-- Text provided follows --

CORIANDER Overview Information
Coriander is a plant. People use the seed for medicine.
Coriander is used for digestion problems including upset stomach, loss of appetite, hernia, nausea, diarrhea, bowel spasms, and intestinal gas. It is also used to treat measles, hemorrhoids, toothaches, worms, and joint pain, as well as infections caused by bacteria and fungus.
Some breast-feeding women use coriander to increase milk flow.
In foods, coriander is used as a culinary spice and to prevent food poisoning.
In manufacturing, coriander is used as a flavoring agent in medicines and tobacco and as a fragrance in cosmetics and soaps.
How does it work?
Coriander may lower blood sugar and help kill some parasites, but there currently isn't enough information to know how coriander might work for medicinal uses.
- Constipation. Early research suggests that drinking a specific tea containing fennel, senna, licorice, orange peel, cassia cinnamon, coriander, and ginger (Smooth Move by Traditional Medicinals) for one month can reduce constipation in older people.
- Irritable bowel syndrome (IBS). Early evidence suggests that, when used along with usual treatment, taking 30 drops of a product containing lemon balm, spearmint, and coriander three times daily after meals for 8 weeks reduces stomach pain and discomfort in people with IBS.
- Stomach upset.
- Loss of appetite.
- Intestinal gas (flatulence).
- Bacterial or fungal infections.
- Painful hernia.
- Joint pain.
- Other conditions.
CORIANDER Side Effects & Safety
Coriander is LIKELY SAFE in food amounts and POSSIBLY SAFE for most people when taken by mouth in appropriate medicinal amounts.
Coriander can cause some side effects, including allergic reactions and increased sensitivity to the sun. Increased sensitivity to the sun might put you at greater risk for sunburns and skin cancer. Avoid sunlight. Wear sunblock and protective clothing outside, especially if you are light-skinned.
There is one report of severe diarrhea, stomach pain, darkened skin, depression, lapse of menstruation, and dehydration in a woman who took 200 mL of a 10% coriander extract for 7 days.
When coriander comes in contact with the skin, it can cause skin irritation and inflammation.
Special Precautions & Warnings:Pregnancy and breast-feeding: There is not enough reliable information about the safety of taking coriander if you are pregnant or breast-feeding. Stay on the safe side and avoid use.
Allergies. People who are allergic to mugwort, aniseed, caraway, fennel, dill, or similar plants might have allergic reactions to coriander.
Diabetes. Coriander might lower blood sugar levels. If you have diabetes and take coriander, monitor your blood sugar levels closely.
Low blood pressure: Coriander might decrease blood pressure. This could cause blood pressure to go to low in people with low blood pressure. Use cautiously if you have low blood pressure or take medications to lower your blood pressure.
Surgery: Coriander might lower blood sugar. There is some concern that it might interfere with blood sugar control during surgery. Stop using coriander at least 2 weeks before a scheduled surgery.
The appropriate dose of coriander depends on several factors such as the user's age, health, and several other conditions. At this time there is not enough scientific information to determine an appropriate range of doses for coriander. Keep in mind that natural products are not always necessarily safe and dosages can be important. Be sure to follow relevant directions on product labels and consult your pharmacist or physician or other healthcare professional before using.

-- Text provided concluded --
-- Given data follows --

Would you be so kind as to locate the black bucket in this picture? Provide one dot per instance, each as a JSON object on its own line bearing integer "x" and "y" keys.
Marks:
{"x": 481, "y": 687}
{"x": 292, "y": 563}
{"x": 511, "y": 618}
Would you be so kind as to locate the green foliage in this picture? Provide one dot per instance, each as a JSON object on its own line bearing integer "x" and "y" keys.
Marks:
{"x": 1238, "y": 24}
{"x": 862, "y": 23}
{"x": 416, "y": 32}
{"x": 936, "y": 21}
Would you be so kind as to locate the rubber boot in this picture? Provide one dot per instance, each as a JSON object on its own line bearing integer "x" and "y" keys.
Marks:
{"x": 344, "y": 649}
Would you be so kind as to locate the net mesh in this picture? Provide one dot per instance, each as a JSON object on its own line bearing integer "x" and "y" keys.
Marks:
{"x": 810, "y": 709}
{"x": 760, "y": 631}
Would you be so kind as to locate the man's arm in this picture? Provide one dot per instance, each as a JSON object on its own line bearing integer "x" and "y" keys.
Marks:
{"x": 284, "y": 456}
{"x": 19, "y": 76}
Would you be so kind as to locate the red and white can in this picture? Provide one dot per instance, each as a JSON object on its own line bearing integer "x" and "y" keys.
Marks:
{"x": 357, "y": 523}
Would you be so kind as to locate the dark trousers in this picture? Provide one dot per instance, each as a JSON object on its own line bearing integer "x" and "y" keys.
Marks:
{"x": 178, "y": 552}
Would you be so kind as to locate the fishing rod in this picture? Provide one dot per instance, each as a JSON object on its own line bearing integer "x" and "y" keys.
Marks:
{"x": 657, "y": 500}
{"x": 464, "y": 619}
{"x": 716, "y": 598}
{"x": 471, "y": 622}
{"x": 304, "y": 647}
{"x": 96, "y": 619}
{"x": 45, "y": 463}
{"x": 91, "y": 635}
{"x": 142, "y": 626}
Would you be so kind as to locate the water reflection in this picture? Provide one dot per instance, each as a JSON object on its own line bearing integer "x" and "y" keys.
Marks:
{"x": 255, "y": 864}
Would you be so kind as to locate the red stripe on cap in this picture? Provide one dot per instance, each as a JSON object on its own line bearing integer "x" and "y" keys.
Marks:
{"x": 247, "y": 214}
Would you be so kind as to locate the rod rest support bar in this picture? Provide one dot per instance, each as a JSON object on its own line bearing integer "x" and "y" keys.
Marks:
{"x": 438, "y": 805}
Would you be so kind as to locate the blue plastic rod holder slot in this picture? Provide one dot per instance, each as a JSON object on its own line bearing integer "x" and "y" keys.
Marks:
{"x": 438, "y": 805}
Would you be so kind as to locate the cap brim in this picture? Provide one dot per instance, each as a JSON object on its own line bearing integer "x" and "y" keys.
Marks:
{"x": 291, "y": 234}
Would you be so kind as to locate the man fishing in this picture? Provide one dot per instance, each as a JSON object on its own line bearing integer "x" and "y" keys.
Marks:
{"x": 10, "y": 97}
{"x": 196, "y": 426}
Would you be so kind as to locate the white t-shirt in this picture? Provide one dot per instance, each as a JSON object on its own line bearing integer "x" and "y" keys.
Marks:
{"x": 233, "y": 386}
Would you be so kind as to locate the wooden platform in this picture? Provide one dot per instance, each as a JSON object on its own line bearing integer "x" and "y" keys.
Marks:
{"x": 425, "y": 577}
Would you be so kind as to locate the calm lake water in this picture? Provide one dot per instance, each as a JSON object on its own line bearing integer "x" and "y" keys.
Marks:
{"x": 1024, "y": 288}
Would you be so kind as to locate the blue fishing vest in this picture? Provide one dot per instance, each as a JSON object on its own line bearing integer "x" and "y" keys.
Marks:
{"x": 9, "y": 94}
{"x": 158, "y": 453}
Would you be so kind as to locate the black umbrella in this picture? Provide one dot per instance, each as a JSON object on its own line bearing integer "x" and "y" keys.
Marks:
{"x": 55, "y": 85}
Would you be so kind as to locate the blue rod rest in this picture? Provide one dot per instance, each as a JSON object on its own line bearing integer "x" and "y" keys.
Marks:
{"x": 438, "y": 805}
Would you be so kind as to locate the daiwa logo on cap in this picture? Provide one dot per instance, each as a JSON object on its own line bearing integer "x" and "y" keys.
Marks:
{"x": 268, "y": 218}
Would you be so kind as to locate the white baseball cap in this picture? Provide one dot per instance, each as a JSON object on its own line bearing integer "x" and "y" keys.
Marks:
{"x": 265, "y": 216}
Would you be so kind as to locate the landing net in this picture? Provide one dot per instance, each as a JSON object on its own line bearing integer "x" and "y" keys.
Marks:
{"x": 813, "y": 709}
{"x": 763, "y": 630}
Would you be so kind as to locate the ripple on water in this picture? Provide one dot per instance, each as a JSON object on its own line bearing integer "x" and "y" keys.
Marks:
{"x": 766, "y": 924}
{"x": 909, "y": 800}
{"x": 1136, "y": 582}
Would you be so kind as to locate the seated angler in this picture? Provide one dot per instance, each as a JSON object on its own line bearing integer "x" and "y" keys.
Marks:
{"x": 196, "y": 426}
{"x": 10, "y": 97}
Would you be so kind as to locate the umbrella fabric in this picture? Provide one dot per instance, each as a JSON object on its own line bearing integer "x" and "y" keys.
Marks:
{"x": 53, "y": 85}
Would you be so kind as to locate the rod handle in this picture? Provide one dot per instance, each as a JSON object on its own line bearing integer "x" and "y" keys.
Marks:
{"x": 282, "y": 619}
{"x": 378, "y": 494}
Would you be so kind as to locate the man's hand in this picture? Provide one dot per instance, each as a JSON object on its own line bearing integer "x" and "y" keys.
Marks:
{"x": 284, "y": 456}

-- Given data concluded --

- [Activity 1]: How long before a scheduled surgery should coriander use be stopped, according to the coriander text?
- [Activity 2]: Rewrite the passage of the coriander text starting at "When coriander comes" and ending at "reactions to coriander.", substituting "ragweed" for "mugwort".

- [Solution 1]: At least 2 weeks before a scheduled surgery.

- [Solution 2]:
When coriander comes in contact with the skin, it can cause skin irritation and inflammation.
Special Precautions & Warnings:Pregnancy and breast-feeding: There is not enough reliable information about the safety of taking coriander if you are pregnant or breast-feeding. Stay on the safe side and avoid use.
Allergies. People who are allergic to ragweed, aniseed, caraway, fennel, dill, or similar plants might have allergic reactions to coriander.